On a là un bel exemple d’action inspirée de la nature, agrégeant efficacité et quasi absence de ce qu’on appelle les externalités négatives. Quand une restauration de cours d’eau se fait classiquement par des travaux lourds, avec des engins qui peuvent faire des dégâts, sans compter leurs impacts liés à l’usage d’énergie fossile, ici, on pose juste quelques branches ici et là. Et si ça ne va pas, il reste facile de démanteler l’ouvrage et d’essayer autrement.

Quant au sujet de la qualité des cours d’eau, j’en parle certes assez souvent, parce qu’elle me semble centrale : elle touche aux questions de climat, d’agriculture, de biodiversité, d’alimentation en eau potable… Les cours d’eau charrient à la fois les symptômes et les causes de nombreux problèmes écologiques. Ils sont en quelque sorte les artères de nos territoires.

Cela vaut bien qu’on soigne le petit Charlet. N’est-ce pas, Dr Castor ?

Marie-Pierre

Trois infos express   [cliquer pour dérouler]

  • Le Charlet est un petit affluent de l’Allier, dans le Sud-Limagne, qui a été malmené par les humains, notamment pour des raisons agricoles : réduit à un fossé rectiligne, trouble, pollué et boudé par les truites. Même sa confluence avait été détournée. Le SMVVA a entrepris les premiers travaux pour le restaurer en 2019, à la hauteur où il atteint la forêt alluviale de l’Allier.
  • En avril dernier, ce site a servi de support à un stage bien particulier : il s’agissait, pour des techniciens et autres professionnels de la rivière d’un peu partout en France, de s’initier à des techniques de restauration du cours d’eau low-tech, inspirées de celles des castors. Cette formation était menée notamment par deux spécialistes venus de Californie et par le philosophe Baptiste Morizot, auteur notamment de « Manières d’être vivant » et, plus récemment, d’un ouvrage sur le thème de cette alliance qu’il propose avec les castors, « Rendre l’eau à la terre ».

Entrées d'annotation de régions
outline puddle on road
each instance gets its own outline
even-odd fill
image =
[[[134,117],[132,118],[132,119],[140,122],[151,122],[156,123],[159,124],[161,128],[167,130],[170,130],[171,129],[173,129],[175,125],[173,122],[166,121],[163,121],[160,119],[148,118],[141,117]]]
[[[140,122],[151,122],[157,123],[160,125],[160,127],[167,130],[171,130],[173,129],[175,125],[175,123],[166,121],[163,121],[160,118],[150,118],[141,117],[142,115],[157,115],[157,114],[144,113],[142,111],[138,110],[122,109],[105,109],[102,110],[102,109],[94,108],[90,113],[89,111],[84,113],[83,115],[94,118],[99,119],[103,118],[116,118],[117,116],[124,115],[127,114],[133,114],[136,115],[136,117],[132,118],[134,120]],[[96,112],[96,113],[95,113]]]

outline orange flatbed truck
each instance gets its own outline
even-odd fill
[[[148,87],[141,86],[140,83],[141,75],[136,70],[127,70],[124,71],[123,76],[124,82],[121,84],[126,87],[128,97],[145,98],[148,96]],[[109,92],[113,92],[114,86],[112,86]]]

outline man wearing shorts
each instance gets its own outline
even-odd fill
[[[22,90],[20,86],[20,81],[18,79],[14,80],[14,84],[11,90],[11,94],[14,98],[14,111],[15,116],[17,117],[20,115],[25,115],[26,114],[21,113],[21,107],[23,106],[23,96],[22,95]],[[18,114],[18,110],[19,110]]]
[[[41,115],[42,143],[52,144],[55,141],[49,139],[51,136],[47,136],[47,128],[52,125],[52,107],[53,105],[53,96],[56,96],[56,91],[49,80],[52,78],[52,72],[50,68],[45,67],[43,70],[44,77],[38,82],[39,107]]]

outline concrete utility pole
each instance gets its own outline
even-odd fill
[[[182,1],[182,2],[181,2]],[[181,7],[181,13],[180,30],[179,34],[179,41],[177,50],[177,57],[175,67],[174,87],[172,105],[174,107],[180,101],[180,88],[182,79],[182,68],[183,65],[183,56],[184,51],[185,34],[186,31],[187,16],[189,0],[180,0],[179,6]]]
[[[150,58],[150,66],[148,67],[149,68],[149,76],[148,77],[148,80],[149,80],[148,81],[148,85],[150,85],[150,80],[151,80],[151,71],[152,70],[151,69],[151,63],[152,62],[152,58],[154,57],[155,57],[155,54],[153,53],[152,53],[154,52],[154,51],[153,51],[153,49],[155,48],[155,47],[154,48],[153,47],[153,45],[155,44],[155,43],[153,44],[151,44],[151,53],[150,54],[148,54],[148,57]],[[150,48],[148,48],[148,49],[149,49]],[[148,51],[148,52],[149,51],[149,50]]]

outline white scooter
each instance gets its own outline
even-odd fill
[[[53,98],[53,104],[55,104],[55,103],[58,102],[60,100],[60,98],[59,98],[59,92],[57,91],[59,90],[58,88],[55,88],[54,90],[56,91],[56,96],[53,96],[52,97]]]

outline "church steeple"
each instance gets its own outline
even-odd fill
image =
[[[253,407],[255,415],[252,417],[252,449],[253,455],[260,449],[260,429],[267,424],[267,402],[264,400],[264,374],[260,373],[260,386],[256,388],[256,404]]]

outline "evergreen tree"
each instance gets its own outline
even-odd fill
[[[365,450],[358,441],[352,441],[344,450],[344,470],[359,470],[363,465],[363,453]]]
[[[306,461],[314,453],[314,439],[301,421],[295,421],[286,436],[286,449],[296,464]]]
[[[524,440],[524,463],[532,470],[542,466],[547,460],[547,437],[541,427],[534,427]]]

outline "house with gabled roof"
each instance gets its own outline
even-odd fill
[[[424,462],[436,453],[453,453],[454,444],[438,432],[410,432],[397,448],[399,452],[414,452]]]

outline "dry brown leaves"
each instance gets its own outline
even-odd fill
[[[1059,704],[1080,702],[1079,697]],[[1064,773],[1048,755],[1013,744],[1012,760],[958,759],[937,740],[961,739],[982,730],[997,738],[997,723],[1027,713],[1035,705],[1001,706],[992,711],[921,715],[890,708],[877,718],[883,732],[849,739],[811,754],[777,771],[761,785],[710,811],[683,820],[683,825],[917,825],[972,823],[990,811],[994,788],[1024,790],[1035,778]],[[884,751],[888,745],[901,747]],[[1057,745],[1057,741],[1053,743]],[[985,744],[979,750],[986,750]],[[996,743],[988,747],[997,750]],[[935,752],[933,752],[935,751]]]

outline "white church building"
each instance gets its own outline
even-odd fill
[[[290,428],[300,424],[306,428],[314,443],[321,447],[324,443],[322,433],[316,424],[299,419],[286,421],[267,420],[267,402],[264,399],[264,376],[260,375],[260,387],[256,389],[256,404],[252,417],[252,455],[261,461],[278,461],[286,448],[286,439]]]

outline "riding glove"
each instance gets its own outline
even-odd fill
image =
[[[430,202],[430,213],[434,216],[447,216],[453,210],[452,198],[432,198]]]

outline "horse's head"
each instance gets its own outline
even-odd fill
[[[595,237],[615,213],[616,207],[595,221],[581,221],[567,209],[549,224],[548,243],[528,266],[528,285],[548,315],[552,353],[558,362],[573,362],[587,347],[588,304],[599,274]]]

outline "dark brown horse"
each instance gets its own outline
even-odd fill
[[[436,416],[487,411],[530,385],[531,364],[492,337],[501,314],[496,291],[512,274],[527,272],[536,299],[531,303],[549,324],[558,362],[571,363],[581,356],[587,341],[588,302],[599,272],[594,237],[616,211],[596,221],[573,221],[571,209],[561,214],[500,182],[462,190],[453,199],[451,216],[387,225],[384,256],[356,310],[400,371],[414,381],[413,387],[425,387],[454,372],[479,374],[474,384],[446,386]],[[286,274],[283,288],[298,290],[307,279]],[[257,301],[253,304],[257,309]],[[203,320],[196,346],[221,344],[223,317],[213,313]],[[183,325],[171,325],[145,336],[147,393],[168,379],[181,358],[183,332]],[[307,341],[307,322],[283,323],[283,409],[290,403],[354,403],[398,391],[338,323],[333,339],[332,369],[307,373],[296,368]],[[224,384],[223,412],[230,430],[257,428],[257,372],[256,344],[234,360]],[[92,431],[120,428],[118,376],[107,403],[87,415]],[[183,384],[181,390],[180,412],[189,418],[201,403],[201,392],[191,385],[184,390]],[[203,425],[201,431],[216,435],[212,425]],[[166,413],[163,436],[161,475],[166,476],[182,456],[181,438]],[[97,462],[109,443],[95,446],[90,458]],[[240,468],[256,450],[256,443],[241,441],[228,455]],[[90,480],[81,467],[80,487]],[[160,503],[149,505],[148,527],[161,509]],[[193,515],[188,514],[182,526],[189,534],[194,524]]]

CONSIGNE 1
Répondez à ces questions d'après l'extrait :
(a) De quelle rivière le Charlet est-il un affluent ?
(b) En quelle année le SMVVA a-t-il entrepris les premiers travaux pour restaurer le Charlet ?
(c) D'où venaient les deux spécialistes qui ont notamment mené la formation ?
CONSIGNE 2
Filtrez la liste en recopiant chaque ligne qui contient la chaîne "horse", en respectant la casse.

RÉPONSE 1
(a) De l'Allier.
(b) En 2019.
(c) De Californie.

RÉPONSE 2
outline "horse's head"
outline "dark brown horse"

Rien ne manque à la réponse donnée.